— start of RECORDS PROVIDED —

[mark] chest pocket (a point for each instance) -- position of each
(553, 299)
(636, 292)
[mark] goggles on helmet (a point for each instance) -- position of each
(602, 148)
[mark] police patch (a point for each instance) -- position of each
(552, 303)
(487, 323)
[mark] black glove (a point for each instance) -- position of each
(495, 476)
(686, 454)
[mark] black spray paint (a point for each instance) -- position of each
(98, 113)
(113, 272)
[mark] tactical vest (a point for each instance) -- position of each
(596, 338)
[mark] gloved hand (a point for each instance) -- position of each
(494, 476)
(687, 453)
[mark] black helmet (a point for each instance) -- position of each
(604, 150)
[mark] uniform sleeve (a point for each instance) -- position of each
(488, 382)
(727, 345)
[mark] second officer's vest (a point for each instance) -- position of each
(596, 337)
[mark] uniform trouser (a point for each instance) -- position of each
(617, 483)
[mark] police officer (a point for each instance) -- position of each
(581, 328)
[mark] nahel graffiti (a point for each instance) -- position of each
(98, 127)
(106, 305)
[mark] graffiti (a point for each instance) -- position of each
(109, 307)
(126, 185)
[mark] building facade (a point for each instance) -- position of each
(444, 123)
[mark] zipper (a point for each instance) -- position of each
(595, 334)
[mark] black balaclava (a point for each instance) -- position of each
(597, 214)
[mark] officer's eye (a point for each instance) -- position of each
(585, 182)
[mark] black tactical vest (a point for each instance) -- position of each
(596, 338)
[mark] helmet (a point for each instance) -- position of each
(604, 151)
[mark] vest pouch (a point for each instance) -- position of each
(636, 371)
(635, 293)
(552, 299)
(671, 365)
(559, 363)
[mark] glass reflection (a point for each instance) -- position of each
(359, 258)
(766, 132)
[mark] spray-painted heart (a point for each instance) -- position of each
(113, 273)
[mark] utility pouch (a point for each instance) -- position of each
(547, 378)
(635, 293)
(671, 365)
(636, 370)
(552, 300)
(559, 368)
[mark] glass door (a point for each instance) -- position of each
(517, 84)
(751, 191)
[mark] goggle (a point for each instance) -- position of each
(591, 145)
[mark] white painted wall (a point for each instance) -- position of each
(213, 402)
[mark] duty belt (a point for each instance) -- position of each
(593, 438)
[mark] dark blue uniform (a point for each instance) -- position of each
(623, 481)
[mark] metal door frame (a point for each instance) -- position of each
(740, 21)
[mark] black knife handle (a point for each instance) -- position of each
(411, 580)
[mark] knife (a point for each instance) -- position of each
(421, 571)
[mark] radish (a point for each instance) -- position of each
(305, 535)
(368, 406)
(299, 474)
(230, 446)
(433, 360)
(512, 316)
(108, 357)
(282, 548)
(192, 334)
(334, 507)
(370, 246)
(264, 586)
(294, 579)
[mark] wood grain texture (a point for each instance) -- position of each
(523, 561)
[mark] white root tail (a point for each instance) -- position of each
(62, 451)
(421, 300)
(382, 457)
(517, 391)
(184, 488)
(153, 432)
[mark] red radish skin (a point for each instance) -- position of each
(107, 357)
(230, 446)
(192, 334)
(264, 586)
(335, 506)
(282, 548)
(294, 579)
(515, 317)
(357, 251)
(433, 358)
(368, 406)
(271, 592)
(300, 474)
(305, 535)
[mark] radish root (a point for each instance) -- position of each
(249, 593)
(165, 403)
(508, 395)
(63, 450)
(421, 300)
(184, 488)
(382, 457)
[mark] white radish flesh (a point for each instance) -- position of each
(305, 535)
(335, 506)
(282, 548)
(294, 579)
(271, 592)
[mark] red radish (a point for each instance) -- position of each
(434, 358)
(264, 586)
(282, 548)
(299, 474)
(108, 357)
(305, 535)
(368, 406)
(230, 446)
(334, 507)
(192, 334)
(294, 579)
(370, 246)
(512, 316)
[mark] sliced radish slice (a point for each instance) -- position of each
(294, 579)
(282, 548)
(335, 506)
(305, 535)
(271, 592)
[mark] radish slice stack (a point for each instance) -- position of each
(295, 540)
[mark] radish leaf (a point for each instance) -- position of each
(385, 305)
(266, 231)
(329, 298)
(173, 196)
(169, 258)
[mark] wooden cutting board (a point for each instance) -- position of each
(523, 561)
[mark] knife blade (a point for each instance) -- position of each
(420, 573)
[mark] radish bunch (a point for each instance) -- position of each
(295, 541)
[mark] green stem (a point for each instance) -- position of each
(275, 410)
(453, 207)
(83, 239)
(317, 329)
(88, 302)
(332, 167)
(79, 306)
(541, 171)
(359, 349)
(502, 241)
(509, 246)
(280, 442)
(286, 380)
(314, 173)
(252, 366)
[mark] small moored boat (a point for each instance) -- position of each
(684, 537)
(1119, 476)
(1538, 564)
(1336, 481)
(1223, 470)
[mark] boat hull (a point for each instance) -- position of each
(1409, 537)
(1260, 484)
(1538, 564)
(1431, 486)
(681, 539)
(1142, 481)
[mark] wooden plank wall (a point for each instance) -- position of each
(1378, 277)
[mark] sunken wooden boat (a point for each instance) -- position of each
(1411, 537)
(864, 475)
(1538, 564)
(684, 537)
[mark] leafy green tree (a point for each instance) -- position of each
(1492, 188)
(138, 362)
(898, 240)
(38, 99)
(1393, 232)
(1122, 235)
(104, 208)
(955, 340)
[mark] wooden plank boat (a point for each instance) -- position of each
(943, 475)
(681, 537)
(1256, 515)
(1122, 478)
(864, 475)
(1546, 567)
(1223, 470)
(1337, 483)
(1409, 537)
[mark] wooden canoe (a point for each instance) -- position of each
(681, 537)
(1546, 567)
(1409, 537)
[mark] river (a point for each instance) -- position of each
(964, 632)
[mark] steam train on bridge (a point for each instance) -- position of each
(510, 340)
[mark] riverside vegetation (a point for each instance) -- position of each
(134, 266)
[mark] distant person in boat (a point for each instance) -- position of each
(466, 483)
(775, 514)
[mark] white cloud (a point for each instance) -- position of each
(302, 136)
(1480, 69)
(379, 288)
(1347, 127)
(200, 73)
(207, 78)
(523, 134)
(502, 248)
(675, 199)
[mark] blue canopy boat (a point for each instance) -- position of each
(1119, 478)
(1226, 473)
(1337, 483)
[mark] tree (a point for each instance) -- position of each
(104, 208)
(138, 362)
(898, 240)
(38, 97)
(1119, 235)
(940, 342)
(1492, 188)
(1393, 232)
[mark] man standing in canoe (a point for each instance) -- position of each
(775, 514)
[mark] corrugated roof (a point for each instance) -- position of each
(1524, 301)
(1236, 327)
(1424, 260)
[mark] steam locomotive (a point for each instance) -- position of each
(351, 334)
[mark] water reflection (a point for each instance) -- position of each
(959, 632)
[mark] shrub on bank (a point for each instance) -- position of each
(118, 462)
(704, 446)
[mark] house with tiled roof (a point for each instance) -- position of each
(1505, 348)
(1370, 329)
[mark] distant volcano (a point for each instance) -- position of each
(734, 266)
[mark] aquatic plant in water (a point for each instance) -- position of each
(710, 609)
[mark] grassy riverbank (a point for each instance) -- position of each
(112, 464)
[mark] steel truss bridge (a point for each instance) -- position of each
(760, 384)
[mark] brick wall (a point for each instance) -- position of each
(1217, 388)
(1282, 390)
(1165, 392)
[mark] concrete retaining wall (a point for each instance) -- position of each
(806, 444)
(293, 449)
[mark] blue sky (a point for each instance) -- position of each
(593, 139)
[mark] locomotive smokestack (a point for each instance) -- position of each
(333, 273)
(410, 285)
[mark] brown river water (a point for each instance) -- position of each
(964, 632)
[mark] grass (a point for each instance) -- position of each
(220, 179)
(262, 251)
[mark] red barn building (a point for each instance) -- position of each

— end of RECORDS PROVIDED —

-- TASK TO CARRY OUT --
Repeat the listing in full, keeping every line exactly as it is.

-- REPLY TO THE TASK --
[mark] chest pocket (a point for each instance) -- position of each
(553, 299)
(636, 292)
[mark] goggles on helmet (a point for each instance) -- position of each
(602, 148)
[mark] police patch (a point for each instance) -- position of each
(552, 303)
(487, 323)
[mark] black glove (a point for each instance) -- position of each
(495, 476)
(686, 454)
[mark] black spray paint (a point for each instance) -- position of each
(98, 113)
(113, 272)
[mark] tactical vest (a point for each instance) -- position of each
(596, 338)
[mark] gloved hand (a point for each instance) -- position of each
(494, 476)
(687, 453)
[mark] black helmet (a point for each instance) -- position of each
(604, 150)
[mark] uniform sleeve (a point for each instance) -- position of each
(488, 382)
(727, 345)
[mark] second officer's vest (a point for each instance) -- position of each
(596, 337)
[mark] uniform trouser (a point for each instance) -- position of each
(617, 483)
[mark] police officer (a point for each instance) -- position of each
(581, 328)
[mark] nahel graffiti (a point for each instance) -- position of each
(98, 127)
(106, 305)
[mark] graffiti (a point for each instance) -- position of each
(109, 307)
(126, 185)
[mark] building facade (a point for each instance) -- position of each
(444, 123)
[mark] zipper (a point for each instance) -- position of each
(595, 334)
[mark] black balaclava (a point for each instance) -- position of each
(597, 214)
[mark] officer's eye (a point for each instance) -- position of each
(585, 182)
[mark] black tactical vest (a point for each instance) -- position of each
(596, 338)
[mark] helmet (a point for each instance) -- position of each
(604, 151)
[mark] vest pouch (a point for each instance) -- position of each
(636, 371)
(635, 293)
(552, 299)
(671, 365)
(559, 363)
[mark] glass reflection (a point for each instance) -- position of each
(359, 258)
(766, 132)
[mark] spray-painted heart (a point for each instance) -- position of each
(113, 273)
[mark] utility pouch (a point for each instance) -- position of each
(547, 378)
(635, 293)
(671, 365)
(636, 370)
(552, 300)
(559, 368)
[mark] glass door (a point for each instance) -- position of each
(517, 84)
(751, 191)
[mark] goggle (a point for each instance) -- position of each
(591, 145)
[mark] white painted wall (a point for each instance) -- position of each
(213, 402)
[mark] duty belt (a point for each instance) -- position of each
(593, 438)
[mark] dark blue uniform (a point for each instance) -- position of each
(623, 481)
[mark] metal door frame (a point for each instance) -- position of each
(740, 21)
[mark] black knife handle (a point for each instance) -- position of each
(411, 580)
[mark] knife (a point for each instance) -- position of each
(421, 571)
[mark] radish (a point for each instance) -- position of each
(305, 535)
(368, 406)
(299, 474)
(230, 446)
(433, 360)
(512, 316)
(108, 357)
(282, 548)
(192, 334)
(334, 507)
(370, 246)
(264, 586)
(294, 579)
[mark] wood grain texture (a point for each instance) -- position of each
(523, 561)
[mark] white root tail (a point for each instance) -- position of each
(62, 451)
(421, 300)
(382, 457)
(517, 391)
(184, 488)
(153, 432)
[mark] red radish skin (a point for each instance) -- position of each
(107, 357)
(230, 446)
(192, 334)
(264, 586)
(335, 506)
(282, 548)
(294, 579)
(515, 317)
(357, 251)
(433, 358)
(368, 406)
(271, 592)
(300, 474)
(305, 535)
[mark] radish root (a point for each instance) -- position of each
(249, 593)
(165, 403)
(508, 395)
(63, 450)
(421, 300)
(184, 488)
(382, 457)
[mark] white radish flesh (a point for each instance) -- position of each
(305, 535)
(335, 506)
(282, 548)
(294, 579)
(271, 592)
[mark] red radish (a point for each instance) -- position of each
(434, 358)
(264, 586)
(282, 548)
(299, 474)
(108, 357)
(305, 535)
(368, 406)
(230, 446)
(334, 507)
(192, 334)
(294, 579)
(370, 246)
(512, 316)
[mark] sliced radish slice (a point for each instance) -- position of each
(294, 579)
(282, 548)
(335, 506)
(305, 535)
(271, 592)
[mark] radish slice stack (a point for each instance) -- position of each
(295, 540)
[mark] radish leaf (a point for each instance) -- position of each
(385, 305)
(266, 231)
(329, 298)
(173, 196)
(169, 258)
[mark] wooden cutting board (a point for each instance) -- position of each
(523, 561)
[mark] knife blade (a point for each instance) -- position of each
(420, 573)
[mark] radish bunch (a point for each instance) -- position of each
(295, 541)
[mark] green stem (a point for each instance) -- position of each
(275, 410)
(453, 207)
(83, 239)
(317, 329)
(88, 302)
(332, 167)
(79, 306)
(541, 171)
(359, 349)
(502, 241)
(509, 246)
(280, 442)
(286, 380)
(314, 173)
(252, 366)
[mark] small moored boat (a point for each instance) -- position of each
(684, 537)
(1119, 476)
(1538, 564)
(1336, 481)
(1223, 470)
[mark] boat hull (a point for each instance) -- position of each
(1409, 537)
(1260, 484)
(1538, 564)
(1431, 486)
(681, 539)
(1142, 481)
[mark] wooden plank wall (a point for each instance) -- position of each
(1378, 277)
[mark] sunken wooden boat (a point for each instance) -- position of each
(1411, 537)
(864, 475)
(1538, 564)
(684, 537)
[mark] leafy green tree (a point for each instance) -- position of each
(1492, 188)
(138, 362)
(898, 240)
(38, 99)
(1393, 232)
(1122, 235)
(104, 208)
(955, 340)
[mark] wooden plank boat (a point for each instance) -- position of each
(943, 475)
(681, 537)
(1256, 515)
(1122, 478)
(864, 475)
(1546, 567)
(1223, 470)
(1337, 483)
(1409, 537)
[mark] wooden canoe (a point for each instance) -- position of each
(681, 537)
(1546, 567)
(1409, 537)
[mark] river (a point for each instance) -- position of each
(964, 632)
[mark] steam train on bridge (a point for each instance) -- position of each
(510, 340)
[mark] riverside vegetation (a point for each instance) -- position of each
(134, 266)
[mark] distant person in boat (a point for each instance) -- position of each
(466, 483)
(775, 514)
[mark] white cloud (a point for each instance) -- position of each
(302, 136)
(1480, 69)
(379, 288)
(1347, 127)
(200, 73)
(207, 78)
(523, 134)
(502, 248)
(675, 199)
[mark] blue canopy boat (a point for each instance) -- position of each
(1119, 478)
(1226, 473)
(1337, 483)
[mark] tree (a point for each instance) -- position of each
(104, 208)
(138, 362)
(898, 240)
(38, 97)
(1119, 235)
(940, 342)
(1492, 188)
(1393, 232)
[mark] man standing in canoe (a point for each instance) -- position of each
(775, 514)
[mark] corrugated roof (a point for each instance) -- position of each
(1524, 301)
(1236, 327)
(1424, 260)
[mark] steam locomotive (a point for each instance) -- position of each
(351, 334)
[mark] water reflection (a point for each instance) -- position of each
(959, 632)
[mark] shrub on bank (a point for each instance) -- position of each
(118, 462)
(704, 446)
[mark] house with tiled roof (a point for each instance) -- position of each
(1505, 348)
(1370, 329)
[mark] distant volcano (a point for each instance) -- position of each
(734, 266)
[mark] aquatic plant in water (a point for each instance) -- position of each
(710, 609)
[mark] grassy riverbank (a point for each instance) -- position of each
(112, 464)
[mark] steel truss bridge (a point for each instance) -- position of each
(760, 384)
[mark] brick wall (a point for each instance) -- position of each
(1217, 388)
(1282, 390)
(1165, 392)
[mark] concrete retaining wall (a point for each instance) -- position of each
(806, 444)
(293, 449)
[mark] blue sky (a point for each instance) -- position of each
(593, 139)
[mark] locomotive smokestack (a point for each instance) -- position of each
(333, 273)
(410, 285)
[mark] brown river water (a point for each instance) -- position of each
(964, 632)
[mark] grass (a point for each instance) -- position of each
(220, 179)
(262, 251)
[mark] red barn building (a point for each instance) -- position of each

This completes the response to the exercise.